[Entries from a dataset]
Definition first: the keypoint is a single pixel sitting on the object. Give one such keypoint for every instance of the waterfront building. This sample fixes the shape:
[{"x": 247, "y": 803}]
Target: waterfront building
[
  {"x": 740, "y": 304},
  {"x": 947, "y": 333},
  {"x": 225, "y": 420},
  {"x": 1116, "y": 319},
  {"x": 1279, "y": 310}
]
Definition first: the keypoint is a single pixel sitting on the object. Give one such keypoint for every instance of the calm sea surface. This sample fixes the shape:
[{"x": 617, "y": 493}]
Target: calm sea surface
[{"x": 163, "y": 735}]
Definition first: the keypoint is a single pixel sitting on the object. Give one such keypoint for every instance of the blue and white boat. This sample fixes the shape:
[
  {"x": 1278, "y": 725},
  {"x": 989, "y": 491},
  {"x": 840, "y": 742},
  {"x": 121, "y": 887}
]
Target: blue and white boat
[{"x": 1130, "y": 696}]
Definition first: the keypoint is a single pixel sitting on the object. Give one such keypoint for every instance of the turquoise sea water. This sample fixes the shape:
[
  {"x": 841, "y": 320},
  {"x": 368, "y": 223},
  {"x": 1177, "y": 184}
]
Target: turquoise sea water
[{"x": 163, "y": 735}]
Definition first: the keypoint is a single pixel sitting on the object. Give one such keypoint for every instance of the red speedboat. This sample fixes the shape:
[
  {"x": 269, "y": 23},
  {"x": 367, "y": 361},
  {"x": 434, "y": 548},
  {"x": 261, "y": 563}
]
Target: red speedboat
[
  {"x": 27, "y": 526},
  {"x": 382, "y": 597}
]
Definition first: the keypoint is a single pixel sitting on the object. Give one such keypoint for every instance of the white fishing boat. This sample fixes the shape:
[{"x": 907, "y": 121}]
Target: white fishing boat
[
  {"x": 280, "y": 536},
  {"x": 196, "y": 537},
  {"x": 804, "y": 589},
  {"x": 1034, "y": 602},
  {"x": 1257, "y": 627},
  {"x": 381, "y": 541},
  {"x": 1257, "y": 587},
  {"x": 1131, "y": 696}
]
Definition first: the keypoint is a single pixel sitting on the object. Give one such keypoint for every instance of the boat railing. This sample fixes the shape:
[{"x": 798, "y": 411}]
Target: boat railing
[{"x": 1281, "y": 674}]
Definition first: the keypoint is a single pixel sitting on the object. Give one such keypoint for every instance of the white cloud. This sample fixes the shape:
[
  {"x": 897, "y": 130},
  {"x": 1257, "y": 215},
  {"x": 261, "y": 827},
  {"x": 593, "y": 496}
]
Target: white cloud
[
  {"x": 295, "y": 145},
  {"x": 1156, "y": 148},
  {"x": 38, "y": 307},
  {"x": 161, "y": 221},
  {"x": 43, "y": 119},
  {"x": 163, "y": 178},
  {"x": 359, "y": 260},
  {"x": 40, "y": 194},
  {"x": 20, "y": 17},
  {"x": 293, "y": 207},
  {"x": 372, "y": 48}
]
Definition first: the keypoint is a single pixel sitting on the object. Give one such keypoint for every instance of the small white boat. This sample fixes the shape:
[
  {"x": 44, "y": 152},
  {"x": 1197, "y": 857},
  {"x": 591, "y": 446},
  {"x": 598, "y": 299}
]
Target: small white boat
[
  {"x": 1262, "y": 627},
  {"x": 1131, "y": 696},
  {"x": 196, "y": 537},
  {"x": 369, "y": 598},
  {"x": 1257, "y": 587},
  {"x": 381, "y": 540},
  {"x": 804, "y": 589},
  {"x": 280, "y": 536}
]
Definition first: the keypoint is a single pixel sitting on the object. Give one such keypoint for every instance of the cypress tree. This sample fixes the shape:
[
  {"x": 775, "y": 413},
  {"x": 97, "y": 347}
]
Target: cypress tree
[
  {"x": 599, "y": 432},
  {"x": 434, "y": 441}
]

==

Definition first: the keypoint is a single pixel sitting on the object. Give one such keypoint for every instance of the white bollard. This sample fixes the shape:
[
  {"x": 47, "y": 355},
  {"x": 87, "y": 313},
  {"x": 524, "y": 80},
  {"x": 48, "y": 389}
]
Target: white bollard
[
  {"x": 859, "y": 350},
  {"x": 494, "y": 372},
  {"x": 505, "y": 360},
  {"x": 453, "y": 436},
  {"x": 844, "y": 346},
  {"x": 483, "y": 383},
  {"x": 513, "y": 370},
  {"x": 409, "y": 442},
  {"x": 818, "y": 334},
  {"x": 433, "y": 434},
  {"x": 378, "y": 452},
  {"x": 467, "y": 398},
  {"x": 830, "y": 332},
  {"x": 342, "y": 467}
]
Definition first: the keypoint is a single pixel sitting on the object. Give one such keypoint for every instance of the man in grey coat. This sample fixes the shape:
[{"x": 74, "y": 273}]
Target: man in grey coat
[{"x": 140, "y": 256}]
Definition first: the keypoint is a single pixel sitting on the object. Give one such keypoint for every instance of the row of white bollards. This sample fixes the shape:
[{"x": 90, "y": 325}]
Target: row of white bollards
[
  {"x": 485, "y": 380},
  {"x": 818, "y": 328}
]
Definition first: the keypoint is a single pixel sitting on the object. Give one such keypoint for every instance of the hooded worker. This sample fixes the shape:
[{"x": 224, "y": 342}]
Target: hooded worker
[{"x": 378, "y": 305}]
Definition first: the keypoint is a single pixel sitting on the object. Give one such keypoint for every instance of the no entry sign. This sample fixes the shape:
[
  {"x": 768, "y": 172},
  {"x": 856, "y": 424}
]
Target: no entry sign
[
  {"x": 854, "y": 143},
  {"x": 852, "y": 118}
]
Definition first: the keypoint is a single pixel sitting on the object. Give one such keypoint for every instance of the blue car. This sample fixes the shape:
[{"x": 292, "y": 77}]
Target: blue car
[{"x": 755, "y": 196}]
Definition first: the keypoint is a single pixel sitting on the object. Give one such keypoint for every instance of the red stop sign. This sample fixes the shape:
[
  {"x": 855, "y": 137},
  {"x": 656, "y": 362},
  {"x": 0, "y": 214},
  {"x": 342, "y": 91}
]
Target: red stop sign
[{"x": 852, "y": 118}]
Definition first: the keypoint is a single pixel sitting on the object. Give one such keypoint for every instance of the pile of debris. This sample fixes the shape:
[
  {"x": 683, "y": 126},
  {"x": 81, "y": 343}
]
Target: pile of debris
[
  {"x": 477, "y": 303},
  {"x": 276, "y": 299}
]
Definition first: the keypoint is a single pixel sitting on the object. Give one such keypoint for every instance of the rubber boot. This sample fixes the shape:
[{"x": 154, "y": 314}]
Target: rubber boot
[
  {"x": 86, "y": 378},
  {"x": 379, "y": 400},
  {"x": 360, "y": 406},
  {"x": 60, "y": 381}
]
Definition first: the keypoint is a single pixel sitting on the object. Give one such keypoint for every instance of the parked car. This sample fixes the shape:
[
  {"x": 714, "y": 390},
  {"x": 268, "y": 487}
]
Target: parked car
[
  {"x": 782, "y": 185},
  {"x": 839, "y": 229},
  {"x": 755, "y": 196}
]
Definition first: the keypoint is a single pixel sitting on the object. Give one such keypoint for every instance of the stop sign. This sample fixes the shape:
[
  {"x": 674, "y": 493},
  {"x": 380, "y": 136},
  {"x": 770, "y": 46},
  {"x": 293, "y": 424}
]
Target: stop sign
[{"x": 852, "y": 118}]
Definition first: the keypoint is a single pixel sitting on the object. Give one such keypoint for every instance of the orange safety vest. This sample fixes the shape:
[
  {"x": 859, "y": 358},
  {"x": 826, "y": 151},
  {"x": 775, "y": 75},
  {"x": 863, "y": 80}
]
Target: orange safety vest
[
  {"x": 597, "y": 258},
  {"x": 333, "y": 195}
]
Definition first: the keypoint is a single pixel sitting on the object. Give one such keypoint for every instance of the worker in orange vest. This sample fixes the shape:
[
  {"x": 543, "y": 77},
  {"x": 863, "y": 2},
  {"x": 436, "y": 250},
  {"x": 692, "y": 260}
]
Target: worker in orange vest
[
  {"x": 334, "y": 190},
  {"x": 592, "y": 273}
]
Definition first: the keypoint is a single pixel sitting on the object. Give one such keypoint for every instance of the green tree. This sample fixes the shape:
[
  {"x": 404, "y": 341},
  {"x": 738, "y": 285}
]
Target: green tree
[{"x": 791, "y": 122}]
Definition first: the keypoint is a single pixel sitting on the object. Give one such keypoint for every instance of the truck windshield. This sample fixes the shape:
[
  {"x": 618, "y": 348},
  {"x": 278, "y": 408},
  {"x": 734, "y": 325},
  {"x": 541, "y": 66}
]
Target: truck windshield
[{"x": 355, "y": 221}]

...

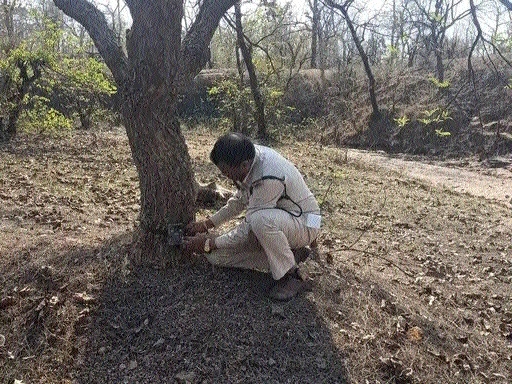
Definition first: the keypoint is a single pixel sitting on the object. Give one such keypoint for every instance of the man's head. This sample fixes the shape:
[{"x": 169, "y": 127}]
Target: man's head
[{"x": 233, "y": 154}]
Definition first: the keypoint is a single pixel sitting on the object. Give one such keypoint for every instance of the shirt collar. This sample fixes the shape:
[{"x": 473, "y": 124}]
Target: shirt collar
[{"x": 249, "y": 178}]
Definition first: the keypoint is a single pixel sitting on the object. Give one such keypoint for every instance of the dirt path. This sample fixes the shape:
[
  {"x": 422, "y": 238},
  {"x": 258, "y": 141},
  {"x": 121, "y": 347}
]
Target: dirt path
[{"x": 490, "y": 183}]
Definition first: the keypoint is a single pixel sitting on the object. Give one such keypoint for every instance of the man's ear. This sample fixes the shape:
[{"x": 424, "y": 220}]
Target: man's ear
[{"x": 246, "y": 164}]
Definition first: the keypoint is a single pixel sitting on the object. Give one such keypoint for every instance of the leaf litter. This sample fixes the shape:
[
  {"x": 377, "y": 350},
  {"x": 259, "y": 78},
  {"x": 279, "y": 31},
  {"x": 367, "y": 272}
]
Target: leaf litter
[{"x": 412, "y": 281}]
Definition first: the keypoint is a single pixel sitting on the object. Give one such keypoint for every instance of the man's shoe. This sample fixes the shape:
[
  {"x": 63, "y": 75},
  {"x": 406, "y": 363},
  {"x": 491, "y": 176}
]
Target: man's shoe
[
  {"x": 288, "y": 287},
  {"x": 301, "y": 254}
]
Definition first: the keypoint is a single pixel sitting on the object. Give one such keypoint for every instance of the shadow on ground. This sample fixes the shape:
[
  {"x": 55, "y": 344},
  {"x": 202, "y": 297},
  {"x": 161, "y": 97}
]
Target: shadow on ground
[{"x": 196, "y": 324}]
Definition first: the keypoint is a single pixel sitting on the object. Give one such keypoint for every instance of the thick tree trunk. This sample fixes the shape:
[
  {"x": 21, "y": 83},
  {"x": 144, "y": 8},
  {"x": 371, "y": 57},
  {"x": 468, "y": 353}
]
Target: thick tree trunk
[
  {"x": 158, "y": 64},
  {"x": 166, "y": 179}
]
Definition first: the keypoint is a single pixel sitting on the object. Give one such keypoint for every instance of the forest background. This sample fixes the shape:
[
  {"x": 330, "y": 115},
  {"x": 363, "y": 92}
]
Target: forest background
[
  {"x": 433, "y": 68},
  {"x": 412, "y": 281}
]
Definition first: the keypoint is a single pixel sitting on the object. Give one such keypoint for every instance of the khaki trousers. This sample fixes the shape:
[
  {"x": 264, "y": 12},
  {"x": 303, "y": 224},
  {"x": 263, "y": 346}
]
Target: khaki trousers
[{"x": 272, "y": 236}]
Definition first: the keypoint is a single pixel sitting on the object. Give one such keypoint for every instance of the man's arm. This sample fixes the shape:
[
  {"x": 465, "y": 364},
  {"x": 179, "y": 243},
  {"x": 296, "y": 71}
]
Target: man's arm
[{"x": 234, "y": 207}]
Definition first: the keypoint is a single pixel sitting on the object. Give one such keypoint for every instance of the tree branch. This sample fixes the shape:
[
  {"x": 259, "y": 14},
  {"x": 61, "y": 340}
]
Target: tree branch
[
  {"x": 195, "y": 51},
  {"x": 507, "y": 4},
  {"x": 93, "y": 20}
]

WRITTEN REQUEST:
Gather every line of the rows that contains the word "shadow", matching case exactly, and copy each one in full.

SOLUTION TO THIS PROBLEM:
Definition first: the keypoint is a single pixel sitting on the object. Give one such keypoint for every instance of the shadow on ground. This sample fixes the shape:
Target: shadow on ground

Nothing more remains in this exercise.